- Your assignment
Copy each line below without leaving any out.

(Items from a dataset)
..............................

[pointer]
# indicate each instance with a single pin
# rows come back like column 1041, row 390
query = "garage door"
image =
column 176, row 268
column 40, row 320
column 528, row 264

..............................

- Task output
[pointer]
# indicate each instance with a single pin
# rows come back like column 1041, row 390
query = "garage door"
image =
column 176, row 268
column 40, row 320
column 528, row 264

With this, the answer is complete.